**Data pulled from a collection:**
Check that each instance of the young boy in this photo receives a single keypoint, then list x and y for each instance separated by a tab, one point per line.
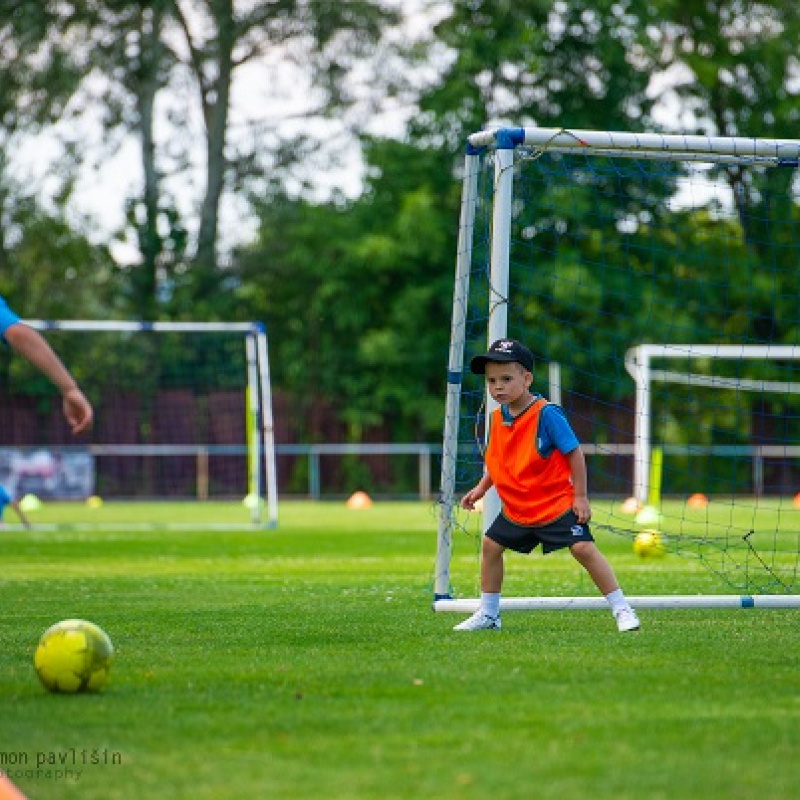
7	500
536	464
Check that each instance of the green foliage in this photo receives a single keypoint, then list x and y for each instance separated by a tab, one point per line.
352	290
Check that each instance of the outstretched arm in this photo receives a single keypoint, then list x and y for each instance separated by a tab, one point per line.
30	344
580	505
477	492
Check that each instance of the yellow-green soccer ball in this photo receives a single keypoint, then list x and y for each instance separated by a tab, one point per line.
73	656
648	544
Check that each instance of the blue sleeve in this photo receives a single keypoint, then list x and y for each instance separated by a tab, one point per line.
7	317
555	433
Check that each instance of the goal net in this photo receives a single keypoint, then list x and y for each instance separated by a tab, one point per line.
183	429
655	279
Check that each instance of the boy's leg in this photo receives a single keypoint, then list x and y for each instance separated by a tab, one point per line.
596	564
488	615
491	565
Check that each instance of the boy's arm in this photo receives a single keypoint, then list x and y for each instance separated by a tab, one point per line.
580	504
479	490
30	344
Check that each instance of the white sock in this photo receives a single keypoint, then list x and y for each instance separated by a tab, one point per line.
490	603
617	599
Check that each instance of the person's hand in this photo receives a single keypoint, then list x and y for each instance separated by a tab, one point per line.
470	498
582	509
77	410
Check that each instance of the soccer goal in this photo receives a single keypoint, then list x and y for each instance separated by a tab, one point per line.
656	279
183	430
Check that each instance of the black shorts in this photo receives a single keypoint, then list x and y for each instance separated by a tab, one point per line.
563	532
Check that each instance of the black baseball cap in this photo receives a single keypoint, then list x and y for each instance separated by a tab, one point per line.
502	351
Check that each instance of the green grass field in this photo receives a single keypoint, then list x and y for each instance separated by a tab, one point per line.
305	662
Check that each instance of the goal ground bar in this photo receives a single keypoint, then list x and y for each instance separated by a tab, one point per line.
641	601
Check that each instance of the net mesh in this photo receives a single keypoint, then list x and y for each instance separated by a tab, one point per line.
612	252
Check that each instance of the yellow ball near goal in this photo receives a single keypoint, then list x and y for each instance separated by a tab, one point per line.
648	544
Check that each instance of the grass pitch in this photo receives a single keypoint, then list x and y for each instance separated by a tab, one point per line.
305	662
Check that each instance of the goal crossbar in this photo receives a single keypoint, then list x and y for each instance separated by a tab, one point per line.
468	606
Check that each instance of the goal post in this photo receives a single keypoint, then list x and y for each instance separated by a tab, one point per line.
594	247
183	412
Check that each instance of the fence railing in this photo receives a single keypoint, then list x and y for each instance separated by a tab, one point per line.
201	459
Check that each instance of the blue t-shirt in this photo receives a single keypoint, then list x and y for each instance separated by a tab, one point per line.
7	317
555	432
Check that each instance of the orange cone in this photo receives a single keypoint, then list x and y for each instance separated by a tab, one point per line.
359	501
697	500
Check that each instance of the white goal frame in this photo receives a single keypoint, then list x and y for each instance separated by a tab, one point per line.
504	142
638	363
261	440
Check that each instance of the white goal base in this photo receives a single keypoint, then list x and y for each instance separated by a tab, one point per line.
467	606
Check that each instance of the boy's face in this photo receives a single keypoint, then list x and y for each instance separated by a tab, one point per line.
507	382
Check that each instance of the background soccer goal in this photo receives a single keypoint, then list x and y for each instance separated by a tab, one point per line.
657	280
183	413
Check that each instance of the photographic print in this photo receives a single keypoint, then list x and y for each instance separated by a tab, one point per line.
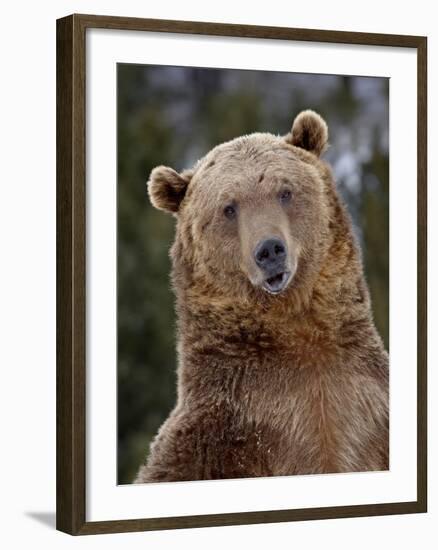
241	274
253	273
--
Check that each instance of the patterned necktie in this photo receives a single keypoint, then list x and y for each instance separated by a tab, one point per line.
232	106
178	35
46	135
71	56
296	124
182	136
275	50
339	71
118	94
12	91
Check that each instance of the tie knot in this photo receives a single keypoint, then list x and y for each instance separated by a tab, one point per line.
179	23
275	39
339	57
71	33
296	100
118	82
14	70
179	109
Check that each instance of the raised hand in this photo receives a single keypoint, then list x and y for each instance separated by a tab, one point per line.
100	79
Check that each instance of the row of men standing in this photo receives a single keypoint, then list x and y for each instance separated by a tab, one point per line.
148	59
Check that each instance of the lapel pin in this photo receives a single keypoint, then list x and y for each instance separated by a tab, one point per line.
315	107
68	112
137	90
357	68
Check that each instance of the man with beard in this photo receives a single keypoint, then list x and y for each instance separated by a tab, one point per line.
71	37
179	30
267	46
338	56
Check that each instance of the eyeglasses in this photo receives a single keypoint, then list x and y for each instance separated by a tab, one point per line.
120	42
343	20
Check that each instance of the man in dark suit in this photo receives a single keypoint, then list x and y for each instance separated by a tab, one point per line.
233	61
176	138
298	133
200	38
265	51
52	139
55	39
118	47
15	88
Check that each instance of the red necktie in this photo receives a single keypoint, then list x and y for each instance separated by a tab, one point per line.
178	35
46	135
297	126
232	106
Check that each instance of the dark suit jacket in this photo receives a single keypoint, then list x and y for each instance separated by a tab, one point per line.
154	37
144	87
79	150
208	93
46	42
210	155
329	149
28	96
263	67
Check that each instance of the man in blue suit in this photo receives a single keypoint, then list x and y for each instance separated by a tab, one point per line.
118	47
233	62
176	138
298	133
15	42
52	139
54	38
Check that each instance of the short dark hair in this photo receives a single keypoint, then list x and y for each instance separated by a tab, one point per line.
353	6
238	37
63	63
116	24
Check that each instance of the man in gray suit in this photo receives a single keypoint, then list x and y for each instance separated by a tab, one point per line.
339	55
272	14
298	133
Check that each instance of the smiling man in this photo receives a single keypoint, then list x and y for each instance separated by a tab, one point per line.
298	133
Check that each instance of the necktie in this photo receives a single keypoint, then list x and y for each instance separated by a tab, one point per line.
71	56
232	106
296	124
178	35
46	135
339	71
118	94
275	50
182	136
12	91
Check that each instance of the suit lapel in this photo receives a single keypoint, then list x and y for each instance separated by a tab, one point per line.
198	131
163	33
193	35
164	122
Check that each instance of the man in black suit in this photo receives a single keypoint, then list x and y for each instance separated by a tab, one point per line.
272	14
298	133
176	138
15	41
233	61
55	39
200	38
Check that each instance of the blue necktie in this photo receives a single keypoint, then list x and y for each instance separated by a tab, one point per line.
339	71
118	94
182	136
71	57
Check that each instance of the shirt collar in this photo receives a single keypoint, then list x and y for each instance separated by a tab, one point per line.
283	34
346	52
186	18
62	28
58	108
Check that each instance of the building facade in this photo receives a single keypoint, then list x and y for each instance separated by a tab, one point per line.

**Task brief:** List every line of the items above that contains the word "hand".

**Finished answer:**
Check that each instance of the person's hand in this photo receives a single keypoint, then list x and y for each instance separated by a tab, one point per line.
Check that each instance of the raised hand in this photo receives a single keypoint, then list x and y for each instance separated by a tab, one point per line.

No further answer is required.